- **What you need to do**
Report each line below that includes the word "Capture". Uppercase and lowercase letters count as different.

- **Supplied material**
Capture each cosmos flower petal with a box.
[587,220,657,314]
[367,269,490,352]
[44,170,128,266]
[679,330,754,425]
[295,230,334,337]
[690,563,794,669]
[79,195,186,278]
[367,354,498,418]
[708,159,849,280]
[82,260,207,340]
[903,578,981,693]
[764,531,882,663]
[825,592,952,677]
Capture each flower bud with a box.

- **Result of this task**
Capture each cosmos flower petal with a box.
Capture each flower bud with a box.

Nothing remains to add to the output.